[BEGIN Supplied data]

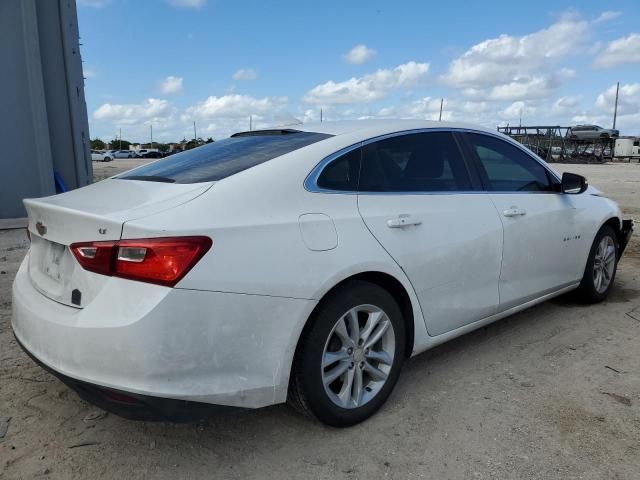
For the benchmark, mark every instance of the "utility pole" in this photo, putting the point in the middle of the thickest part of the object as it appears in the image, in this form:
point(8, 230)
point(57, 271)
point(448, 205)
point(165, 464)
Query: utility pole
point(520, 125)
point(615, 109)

[END Supplied data]
[BEGIN Supplied data]

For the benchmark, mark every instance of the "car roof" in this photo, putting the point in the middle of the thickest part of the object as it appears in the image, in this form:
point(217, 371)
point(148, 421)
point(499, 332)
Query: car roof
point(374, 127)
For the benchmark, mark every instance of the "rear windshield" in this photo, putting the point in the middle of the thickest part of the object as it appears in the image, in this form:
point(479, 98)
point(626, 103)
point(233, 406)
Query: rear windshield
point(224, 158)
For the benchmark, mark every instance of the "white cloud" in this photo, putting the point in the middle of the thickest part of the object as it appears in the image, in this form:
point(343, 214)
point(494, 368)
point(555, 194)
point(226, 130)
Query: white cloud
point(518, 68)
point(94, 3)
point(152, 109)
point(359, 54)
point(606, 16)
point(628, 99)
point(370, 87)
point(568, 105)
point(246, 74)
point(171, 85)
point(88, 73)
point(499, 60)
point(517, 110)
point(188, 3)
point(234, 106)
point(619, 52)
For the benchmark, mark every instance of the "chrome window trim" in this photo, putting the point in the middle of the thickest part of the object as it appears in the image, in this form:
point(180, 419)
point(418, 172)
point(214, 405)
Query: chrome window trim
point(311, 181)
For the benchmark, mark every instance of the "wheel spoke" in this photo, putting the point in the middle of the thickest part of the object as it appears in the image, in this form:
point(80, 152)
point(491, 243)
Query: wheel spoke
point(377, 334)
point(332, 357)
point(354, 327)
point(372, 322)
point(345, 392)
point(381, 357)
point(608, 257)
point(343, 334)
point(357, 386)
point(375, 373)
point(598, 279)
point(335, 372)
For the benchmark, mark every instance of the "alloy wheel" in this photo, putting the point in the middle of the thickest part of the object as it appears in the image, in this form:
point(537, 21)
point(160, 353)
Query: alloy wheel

[END Supplied data]
[BEGIN Supplied data]

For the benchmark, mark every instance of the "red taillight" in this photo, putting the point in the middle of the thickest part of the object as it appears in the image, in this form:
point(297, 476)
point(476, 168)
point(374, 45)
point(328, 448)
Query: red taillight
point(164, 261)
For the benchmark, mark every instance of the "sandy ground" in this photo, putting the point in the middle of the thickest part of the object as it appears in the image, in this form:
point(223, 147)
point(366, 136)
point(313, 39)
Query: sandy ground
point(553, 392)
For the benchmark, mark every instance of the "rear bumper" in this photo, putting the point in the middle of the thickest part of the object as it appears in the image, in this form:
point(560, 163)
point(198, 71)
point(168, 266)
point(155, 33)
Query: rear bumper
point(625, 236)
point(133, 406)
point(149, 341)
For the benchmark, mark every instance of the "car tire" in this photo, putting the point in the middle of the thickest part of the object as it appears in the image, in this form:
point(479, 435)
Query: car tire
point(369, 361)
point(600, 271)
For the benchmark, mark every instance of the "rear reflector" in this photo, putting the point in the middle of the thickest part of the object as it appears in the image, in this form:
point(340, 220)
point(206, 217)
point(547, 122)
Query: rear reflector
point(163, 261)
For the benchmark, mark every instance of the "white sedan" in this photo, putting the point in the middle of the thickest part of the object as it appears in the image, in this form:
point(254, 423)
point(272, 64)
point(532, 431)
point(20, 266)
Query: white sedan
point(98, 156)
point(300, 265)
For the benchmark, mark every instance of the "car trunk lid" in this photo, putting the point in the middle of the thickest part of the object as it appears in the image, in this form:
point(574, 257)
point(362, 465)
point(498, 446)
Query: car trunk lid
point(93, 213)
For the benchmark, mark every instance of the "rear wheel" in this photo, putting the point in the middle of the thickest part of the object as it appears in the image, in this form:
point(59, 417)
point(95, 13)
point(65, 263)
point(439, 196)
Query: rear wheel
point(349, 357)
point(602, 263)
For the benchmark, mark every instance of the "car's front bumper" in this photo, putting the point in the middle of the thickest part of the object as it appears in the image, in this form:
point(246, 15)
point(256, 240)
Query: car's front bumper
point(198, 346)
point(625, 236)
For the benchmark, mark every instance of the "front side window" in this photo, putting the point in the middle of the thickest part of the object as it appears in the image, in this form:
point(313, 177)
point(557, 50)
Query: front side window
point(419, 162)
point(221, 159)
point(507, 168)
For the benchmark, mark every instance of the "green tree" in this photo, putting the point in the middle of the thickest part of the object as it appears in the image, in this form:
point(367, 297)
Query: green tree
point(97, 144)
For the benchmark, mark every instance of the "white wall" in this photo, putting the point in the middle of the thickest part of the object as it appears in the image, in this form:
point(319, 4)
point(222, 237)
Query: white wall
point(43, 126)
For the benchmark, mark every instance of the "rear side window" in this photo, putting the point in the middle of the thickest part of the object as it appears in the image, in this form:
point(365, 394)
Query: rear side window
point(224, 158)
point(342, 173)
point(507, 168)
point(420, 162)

[END Supplied data]

• What the exercise asks
Find every line in the records above that contains the word "sandy" and copy each of those lines. Case counts, so only exact-case matches qualify.

• Answer to this task
For the benchmark, mark every instance of the "sandy ground" in this photo, putting the point in the middle of the thickest part of the object as it appears in the image, in this form:
Query: sandy ground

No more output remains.